Could you put the records, from their start through the line containing "top-left (365, 226), bottom-right (389, 246)", into a two-column CSV with the headers input and output? Give one row per record, with its text under input and its answer under output, each in a single quoted field with line breaks replaced by spaces.

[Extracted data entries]
*****

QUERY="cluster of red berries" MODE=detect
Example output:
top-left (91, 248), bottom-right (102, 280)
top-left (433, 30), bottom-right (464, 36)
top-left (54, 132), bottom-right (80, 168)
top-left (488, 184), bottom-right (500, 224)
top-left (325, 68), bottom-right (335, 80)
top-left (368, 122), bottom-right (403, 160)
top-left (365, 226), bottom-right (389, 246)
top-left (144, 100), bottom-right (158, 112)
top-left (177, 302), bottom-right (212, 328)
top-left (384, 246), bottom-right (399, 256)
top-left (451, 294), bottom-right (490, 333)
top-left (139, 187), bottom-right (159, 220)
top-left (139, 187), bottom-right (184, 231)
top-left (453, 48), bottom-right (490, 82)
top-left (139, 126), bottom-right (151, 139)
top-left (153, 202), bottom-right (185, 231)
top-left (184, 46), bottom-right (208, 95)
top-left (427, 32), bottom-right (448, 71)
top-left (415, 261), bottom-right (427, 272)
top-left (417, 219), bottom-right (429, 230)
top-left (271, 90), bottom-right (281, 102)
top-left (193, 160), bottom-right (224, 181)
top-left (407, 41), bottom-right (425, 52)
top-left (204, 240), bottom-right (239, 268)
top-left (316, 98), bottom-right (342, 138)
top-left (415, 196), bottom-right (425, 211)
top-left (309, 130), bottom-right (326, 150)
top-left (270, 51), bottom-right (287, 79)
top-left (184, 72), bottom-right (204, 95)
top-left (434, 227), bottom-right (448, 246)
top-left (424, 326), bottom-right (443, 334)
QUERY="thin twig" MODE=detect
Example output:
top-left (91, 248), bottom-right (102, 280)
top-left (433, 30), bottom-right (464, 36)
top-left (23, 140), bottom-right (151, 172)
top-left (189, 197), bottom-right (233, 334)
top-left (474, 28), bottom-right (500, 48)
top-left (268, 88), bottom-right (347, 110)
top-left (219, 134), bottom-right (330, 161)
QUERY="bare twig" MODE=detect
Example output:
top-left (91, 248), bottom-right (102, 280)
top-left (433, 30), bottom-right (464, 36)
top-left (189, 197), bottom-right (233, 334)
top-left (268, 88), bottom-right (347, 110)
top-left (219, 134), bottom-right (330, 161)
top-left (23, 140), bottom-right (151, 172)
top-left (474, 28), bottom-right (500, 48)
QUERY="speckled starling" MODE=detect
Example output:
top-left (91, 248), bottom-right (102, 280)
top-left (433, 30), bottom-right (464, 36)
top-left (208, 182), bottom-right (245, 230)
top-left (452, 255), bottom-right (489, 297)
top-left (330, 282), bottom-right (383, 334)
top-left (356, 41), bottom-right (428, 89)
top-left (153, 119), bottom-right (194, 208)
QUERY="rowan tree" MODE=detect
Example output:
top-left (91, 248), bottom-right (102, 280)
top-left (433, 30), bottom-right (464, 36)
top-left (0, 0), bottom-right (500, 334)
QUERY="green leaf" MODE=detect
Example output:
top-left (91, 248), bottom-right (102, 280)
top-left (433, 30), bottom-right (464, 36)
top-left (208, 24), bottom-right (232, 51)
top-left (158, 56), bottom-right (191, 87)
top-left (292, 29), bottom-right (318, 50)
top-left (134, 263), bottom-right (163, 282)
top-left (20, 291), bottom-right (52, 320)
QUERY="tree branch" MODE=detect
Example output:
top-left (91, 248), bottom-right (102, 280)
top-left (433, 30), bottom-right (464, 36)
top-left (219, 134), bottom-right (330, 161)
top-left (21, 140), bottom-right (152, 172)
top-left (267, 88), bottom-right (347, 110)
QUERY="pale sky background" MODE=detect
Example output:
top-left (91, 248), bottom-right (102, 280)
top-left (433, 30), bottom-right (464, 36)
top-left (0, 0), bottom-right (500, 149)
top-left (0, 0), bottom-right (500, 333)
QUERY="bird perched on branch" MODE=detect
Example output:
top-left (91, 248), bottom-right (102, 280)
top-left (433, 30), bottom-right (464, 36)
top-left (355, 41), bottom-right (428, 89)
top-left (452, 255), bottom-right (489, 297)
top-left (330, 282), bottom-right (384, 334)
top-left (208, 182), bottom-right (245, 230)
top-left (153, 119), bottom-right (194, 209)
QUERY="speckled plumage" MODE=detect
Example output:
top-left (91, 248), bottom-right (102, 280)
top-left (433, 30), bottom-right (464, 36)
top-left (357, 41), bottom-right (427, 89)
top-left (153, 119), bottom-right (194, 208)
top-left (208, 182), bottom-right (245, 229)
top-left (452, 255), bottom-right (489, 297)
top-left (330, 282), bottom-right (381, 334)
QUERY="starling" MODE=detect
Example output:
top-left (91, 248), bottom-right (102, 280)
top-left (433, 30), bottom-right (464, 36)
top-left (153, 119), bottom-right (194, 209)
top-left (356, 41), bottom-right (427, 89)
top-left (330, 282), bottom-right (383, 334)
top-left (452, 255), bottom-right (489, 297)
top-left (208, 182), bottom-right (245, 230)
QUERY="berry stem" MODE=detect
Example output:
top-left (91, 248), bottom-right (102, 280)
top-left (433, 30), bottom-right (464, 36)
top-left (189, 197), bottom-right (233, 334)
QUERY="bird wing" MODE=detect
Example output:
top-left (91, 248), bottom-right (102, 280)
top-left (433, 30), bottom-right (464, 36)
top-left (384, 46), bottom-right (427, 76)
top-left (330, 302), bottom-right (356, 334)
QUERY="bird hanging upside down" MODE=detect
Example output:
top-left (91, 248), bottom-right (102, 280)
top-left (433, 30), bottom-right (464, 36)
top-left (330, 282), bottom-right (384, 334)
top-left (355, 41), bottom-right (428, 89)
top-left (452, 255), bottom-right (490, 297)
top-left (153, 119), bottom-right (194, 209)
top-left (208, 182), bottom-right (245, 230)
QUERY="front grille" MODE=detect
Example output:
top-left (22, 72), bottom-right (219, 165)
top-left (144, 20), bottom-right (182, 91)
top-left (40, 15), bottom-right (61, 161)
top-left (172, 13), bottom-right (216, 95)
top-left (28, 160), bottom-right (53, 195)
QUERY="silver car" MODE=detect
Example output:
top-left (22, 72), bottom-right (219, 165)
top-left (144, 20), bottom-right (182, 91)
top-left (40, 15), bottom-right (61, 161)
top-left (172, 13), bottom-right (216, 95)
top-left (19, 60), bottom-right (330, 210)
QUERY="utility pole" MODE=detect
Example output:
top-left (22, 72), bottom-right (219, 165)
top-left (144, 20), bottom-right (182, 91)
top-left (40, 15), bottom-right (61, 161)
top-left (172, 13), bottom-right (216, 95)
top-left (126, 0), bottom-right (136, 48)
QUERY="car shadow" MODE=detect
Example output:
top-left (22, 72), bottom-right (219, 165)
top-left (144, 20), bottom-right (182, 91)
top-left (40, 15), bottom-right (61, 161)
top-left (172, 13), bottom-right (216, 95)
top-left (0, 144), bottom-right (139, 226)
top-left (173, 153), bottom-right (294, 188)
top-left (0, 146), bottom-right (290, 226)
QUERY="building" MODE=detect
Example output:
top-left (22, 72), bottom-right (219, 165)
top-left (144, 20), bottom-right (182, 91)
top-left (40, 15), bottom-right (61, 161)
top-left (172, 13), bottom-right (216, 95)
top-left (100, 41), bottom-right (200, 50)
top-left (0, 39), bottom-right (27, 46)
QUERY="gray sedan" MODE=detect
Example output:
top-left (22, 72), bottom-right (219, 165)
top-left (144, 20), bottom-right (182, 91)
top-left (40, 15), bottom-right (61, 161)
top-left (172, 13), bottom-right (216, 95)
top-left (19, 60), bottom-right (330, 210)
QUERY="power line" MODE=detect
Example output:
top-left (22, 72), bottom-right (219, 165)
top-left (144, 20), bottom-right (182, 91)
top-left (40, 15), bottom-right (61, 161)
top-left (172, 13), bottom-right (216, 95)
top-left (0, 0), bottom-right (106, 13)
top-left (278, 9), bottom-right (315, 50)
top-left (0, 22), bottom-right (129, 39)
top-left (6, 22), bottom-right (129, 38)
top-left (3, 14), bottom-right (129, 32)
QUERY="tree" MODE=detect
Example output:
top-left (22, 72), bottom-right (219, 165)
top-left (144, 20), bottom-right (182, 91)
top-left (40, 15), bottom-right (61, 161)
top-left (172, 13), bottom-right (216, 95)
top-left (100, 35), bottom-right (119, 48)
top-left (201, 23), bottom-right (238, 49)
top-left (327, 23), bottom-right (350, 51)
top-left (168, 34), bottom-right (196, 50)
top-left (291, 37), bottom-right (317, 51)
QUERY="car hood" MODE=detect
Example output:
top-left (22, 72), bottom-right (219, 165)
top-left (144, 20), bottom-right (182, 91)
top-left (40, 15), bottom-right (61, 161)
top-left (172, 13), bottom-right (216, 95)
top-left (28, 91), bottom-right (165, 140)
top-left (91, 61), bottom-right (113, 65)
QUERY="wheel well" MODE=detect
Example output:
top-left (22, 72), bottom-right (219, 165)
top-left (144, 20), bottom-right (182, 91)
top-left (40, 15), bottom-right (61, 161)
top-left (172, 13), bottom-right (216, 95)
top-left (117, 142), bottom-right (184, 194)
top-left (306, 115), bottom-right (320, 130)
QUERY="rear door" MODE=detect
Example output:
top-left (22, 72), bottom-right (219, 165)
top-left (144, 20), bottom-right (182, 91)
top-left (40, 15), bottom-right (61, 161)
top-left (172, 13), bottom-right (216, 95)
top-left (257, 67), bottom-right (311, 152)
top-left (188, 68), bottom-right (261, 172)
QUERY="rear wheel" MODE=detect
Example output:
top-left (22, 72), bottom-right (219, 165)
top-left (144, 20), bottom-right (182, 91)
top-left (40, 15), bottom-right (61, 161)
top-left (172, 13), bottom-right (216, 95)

*****

→ **In response**
input,output
"QUERY=""cluster of red berries"" MODE=detect Example output: top-left (91, 248), bottom-right (102, 280) top-left (433, 30), bottom-right (464, 36)","top-left (54, 132), bottom-right (80, 168) top-left (488, 184), bottom-right (500, 224) top-left (325, 68), bottom-right (335, 80) top-left (368, 122), bottom-right (403, 160) top-left (365, 226), bottom-right (389, 246)"